***** Dati del compito *****

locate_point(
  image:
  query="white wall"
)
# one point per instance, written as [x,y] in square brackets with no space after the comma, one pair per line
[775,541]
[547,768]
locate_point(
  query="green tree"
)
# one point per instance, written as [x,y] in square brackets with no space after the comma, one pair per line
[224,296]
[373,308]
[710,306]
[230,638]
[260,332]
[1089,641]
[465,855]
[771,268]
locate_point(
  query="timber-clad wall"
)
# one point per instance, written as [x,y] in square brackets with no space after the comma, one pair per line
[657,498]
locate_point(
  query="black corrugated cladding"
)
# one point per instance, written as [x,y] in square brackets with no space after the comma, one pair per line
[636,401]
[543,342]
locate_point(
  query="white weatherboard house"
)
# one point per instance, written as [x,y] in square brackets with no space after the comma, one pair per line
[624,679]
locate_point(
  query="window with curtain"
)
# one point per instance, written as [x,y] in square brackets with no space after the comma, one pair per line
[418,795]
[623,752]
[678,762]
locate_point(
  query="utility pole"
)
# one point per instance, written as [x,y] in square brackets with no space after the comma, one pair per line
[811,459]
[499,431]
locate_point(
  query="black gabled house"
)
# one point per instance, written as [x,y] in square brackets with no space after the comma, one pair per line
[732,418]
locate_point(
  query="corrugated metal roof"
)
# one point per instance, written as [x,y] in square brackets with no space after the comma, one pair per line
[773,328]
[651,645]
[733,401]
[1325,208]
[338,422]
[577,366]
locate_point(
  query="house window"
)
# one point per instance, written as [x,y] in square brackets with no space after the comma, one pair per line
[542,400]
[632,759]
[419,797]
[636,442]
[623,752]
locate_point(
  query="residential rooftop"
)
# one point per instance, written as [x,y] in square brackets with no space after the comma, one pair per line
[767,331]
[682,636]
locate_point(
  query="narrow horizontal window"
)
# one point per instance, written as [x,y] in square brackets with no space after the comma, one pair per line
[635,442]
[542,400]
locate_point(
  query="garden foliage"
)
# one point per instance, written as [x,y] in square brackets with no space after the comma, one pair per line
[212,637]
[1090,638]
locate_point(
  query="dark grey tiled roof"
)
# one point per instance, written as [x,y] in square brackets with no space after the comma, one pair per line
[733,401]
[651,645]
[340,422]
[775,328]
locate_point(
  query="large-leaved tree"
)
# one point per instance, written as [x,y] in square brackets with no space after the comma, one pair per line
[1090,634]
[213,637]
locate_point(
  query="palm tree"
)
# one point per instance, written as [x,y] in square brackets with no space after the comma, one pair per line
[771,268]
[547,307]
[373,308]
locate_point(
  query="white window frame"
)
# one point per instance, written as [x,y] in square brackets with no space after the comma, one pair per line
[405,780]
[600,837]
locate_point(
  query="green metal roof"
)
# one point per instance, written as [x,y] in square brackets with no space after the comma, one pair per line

*****

* Descrizione del compito *
Estragga dal materiale riportato sopra ogni riga che contiene la parola "house", distinguendo tra maiuscole e minuscole.

* Risultato atteso *
  query="white weatherboard house"
  query="black gabled house"
  query="house window"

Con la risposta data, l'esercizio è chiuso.